[Extract to read — start]

35 thoughts on “Our Daily Thread 1-22-13

  1. Good Morning all. It is back to real life for me today. I am up and at ’em and headed for work. Lots to catch up on there. Holding and spoiling a sweet Baby Boy made it worthwhile. LShaffer can tell you that he is the most handsome Baby Boy she has seen lately.

    I laughed with her, isn’t this a kick? I have now managed to meet three of you in person! I was so nice spending time with her and she was gracious enough to roam around downtown Annaopolis with us and go in several of the shops.

    Yesterday I suffered from motion sickness on the way home. Eight hours of that isn’t fun. As soon as I got home and walked around on solid ground I was fine.

    I hope you all have a fantastic day!

    Like

  2. QoD. Not me.
    Cheryl and anyone else who uses the area:
    Be advised that US 441 between Cherokee and Gatlinburg is closed. There was a landslide because of rain. Estimated 90,000 cubic yards of rocks and trees over it now.

[Extract to read — finish]

- Instructions to follow -
According to the daily thread, why is US 441 between Cherokee and Gatlinburg closed? Answer in one to three sentences.

[Information given — start]

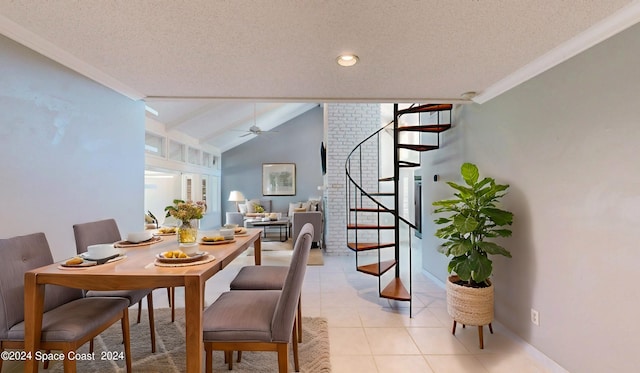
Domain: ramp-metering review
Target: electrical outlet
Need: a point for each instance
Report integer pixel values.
(535, 317)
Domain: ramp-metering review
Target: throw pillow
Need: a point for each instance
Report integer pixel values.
(251, 205)
(292, 207)
(313, 205)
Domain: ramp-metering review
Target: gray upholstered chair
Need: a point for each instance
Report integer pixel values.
(265, 278)
(259, 320)
(69, 320)
(299, 219)
(106, 231)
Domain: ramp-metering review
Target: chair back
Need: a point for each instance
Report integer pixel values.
(284, 314)
(19, 255)
(94, 233)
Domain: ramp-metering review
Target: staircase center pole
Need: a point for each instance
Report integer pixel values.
(396, 198)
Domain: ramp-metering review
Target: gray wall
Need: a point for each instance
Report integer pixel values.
(567, 143)
(71, 151)
(297, 141)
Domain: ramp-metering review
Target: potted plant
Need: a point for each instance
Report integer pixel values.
(188, 213)
(471, 219)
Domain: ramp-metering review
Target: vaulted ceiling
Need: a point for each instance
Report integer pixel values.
(203, 64)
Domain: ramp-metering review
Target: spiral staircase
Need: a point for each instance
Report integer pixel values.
(375, 225)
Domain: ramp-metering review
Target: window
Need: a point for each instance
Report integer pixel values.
(154, 144)
(194, 156)
(176, 151)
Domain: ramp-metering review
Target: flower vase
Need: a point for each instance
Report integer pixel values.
(188, 232)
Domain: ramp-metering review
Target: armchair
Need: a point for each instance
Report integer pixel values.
(299, 219)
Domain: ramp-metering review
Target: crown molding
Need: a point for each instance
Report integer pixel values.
(32, 41)
(612, 25)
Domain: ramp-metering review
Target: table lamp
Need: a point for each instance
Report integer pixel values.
(236, 196)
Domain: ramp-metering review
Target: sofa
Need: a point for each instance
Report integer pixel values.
(299, 219)
(299, 214)
(254, 208)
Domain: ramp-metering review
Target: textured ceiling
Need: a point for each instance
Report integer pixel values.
(285, 50)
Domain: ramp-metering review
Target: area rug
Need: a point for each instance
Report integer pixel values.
(170, 352)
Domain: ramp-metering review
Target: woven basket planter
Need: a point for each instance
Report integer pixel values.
(467, 305)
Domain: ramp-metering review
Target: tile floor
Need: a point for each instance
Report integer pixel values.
(369, 334)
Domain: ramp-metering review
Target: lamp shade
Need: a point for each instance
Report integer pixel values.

[Information given — finish]

- Written response -
US 441 between Cherokee and Gatlinburg is closed because rain caused a landslide. An estimated 90,000 cubic yards of rocks and trees now lie over the road.